* WRITTEN INSTRUCTION 1
From the earnings call transcript, list each thing the company says it expects to be able to do after the TARP exit.
* WRITTEN INSTRUCTION 2
Resume the earnings call transcript after its final sentence, "So that's the way I think the portfolio is going to shift over time."

* SOURCE PASSAGE
——————

Thanks, Chris. Let me reiterate a few key points, so it will wrap up, and take questions. First of all 2014 was a year of solid performance. We saw our diversification efforts getting traction. Deposit growth continues to be strong and steady and contributing to our cost of funds efficiency. We remain focused on achieving our core ROTCE goals and efficiency ratio targets by yearend. Looking ahead, the TARP exit was a major positive and will contribute to our anticipated regulatory normalization. We expect to be able to broaden our mix of business at Ally Bank, have more control over our pricing strategy and redistribute capital in a more appropriate manner. We are confident about our ability to offset the GM decision and originate the levels that are appropriate and fit with our business plan. And we also believe we have plenty of opportunities to deploy access capital in a fashion that is positive for shareholders. So with that, I want to thank you all for joining us. And I'll turn it back to Michael.

Michael Brown

Analyst

Thanks, Mike. As we move into Q&A, we request that you please limit yourself to one question plus one follow-up. If you have additional follow-up questions after Q&A session, the IR team will be available after the call. So with that Ian, please start the Q&A.

Operator

Operator

[Operator Instructions] Now, we have a question from Cheryl Pate of Morgan Stanley.

Cheryl Pate

Analyst

Appreciate the detail you gave on GM leasing this morning. Just wondering if we can maybe take that a step further and sort of understand the commentary around 2015? When we sort of think out a little bit further as some of these leasing volumes start to come down, how do you think about the leasing business more generally with subvented volumes looking like about 80%? And to sort of add on to that, where are sort of the opportunities that you think here sort of could best replace maybe some of the volume that may come on the leasing business?

Michael Carpenter

Analyst

I'll make a couple of comments and my colleagues obviously can add to it. I mean, we would obviously expect the proportion of our originations in the lease category to diminish. We would expect the amount balance sheet devoted to leases to shrink. It is also an asset class which is obviously is consumptive of regulatory capitals. So it freeze-up regulatory capital. The returns in the lease business have been pretty extraordinary the last several years, because of the unusual high prices in used cars. I think we've said before, we talked about it on the latest call, we are expecting used car prices to decline overtime as more supply comes on the market. And so we look at the leasing product prospectively, as not as meaningfully, more attractive than most of the rest of the product mix frankly. And then how does it get substituted? Well, essentially what we'll be doing is building out rest of the business. We may do leasing with other OEMs for example, but I think more generally, the loan product categories in general, with an emphasis on the things I talked about, with the emphasis on non-GM, non-price of the channel, the emphasis on used where we're getting significant growth. So that's the way I think the portfolio is going to shift over time.

——————

* DATA LISTING

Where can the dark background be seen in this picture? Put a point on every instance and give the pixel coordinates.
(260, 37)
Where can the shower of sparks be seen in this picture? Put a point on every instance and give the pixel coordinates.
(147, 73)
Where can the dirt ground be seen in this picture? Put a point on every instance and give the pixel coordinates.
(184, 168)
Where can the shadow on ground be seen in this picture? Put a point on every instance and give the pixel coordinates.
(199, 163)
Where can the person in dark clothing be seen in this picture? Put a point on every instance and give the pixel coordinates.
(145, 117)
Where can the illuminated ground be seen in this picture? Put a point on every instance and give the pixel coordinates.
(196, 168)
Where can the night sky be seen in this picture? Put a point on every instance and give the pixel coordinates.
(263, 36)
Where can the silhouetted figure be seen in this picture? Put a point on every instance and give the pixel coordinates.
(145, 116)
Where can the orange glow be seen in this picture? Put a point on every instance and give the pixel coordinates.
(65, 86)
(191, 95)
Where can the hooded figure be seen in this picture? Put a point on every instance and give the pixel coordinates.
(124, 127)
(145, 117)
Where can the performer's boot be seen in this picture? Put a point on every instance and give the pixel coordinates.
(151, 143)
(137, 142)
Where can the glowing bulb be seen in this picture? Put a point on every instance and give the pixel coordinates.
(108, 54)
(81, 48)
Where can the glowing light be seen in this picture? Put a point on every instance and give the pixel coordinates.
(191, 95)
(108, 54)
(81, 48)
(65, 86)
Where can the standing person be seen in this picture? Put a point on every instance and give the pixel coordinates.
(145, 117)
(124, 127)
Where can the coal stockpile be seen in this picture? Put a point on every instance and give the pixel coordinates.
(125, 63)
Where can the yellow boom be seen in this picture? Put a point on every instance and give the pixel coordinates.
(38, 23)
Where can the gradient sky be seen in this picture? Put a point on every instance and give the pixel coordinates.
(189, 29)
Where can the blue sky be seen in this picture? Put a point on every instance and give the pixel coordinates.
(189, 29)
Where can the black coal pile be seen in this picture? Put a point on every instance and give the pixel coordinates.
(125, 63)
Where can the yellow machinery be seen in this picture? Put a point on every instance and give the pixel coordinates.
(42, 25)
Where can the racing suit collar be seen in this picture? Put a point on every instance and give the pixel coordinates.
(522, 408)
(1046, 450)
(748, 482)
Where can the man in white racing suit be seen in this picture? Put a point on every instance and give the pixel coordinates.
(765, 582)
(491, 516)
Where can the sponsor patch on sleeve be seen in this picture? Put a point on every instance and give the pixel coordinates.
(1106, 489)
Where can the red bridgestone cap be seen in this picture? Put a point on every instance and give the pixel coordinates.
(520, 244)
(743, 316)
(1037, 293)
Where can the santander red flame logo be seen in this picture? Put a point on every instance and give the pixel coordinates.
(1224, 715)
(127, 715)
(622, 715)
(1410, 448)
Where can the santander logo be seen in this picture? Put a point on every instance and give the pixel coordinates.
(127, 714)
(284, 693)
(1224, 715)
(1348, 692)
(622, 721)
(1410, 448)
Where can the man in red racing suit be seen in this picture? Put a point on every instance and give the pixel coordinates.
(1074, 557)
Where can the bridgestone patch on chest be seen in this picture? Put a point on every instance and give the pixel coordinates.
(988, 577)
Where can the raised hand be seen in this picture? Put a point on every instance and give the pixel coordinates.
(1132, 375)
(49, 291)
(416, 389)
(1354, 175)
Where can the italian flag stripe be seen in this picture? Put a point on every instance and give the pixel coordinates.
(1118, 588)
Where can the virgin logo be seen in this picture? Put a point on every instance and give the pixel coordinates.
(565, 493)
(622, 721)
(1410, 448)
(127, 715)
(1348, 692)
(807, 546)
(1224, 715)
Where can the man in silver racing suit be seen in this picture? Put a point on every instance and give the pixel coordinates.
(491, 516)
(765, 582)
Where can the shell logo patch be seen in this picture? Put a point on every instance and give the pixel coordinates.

——————

* RESULT 1
- Broaden its mix of business at Ally Bank
- Have more control over its pricing strategy
- Redistribute capital in a more appropriate manner

* RESULT 2
Cheryl Pate

Analyst

And just as a follow on to that. Clearly, as you highlight sort of shrinking leasing business that is capital consumptive, how does that maybe change your thinking or does it on liability management and some of the longer dated more expensive debt that you have outstanding?

Christopher Halmy

Analyst

I don't think it changes our thinking right now. We really do expect that our origination volume will continue to be in the high-30s. So from a plan perspective that's where we had planned it all along. We expect to continue to do liability management and we expect to really address these capital structure inefficiencies over the next two years. So that plan is in place. I think one of the things Mike alluded to is to the extent that our originations are lower than we might have expected, when we have more access capital than we expected, we can potentially accelerate some of the liability management or capital actions.

Operator

Operator

We have Don's question in the queue now.

Don Fandetti

Analyst

Yes, Mike, I was wondering if you can talk a little bit about your comment on regulatory relief in the bank and then maybe the relative ROAs as you replaced lease with some more lending.

Michael Carpenter

Analyst

Well, in terms of regulatory relief in the bank, I would say over the last year we have gotten some regulatory relief as we obviously passed CCAR, we got upgraded to financial holding company, all of those things very positive. So we got the ability to pay a dividend from the bank for example, we have the ability to put our corporate finance business in the bank, all of those things are very positive and very material. But the number one negative about Ally as far as both the Fed and the FDIC is concerned has been governmental issue. And we have been held to a different standard in many regards, in terms of capital ratios, in terms of control of our deposit pricing, in terms of the eligibility of some assets to going to the bank, there are numerous ways, in which because of government ownership, we've been held to higher standard. Now our expectation is, and our understanding with the regulators is those constraints, now that we're out of TARP, will go away, it will take some time administratively. I would say the biggest area of impact is the ability to actually put our subprime business in the bank rather than have the subprime business at the holding company. That would be the single near-prime.

Christopher Halmy

Analyst

I'll take the second question, Don, which is really a question around ROA. But one thing I would mention is the lease product has been very profitable for us. However, with the declining used car prices, our expectation is that profitability of lease still will remain very good. It's not as high as it used to be. So when we look other offsets, in particular let's say the used business, we think the profitability, the ROA in the used asset is very comparable to the lease asset. So to the extent that we continue to grow our diversified channel and continue to grow in used, we expect the profitability of those assets to be very comparable to the profitability that's potentially lost on some of the GM leases.

Operator

Operator

Again, we have another question for you. This one is from the line of Sanjay Sakhrani from KBW.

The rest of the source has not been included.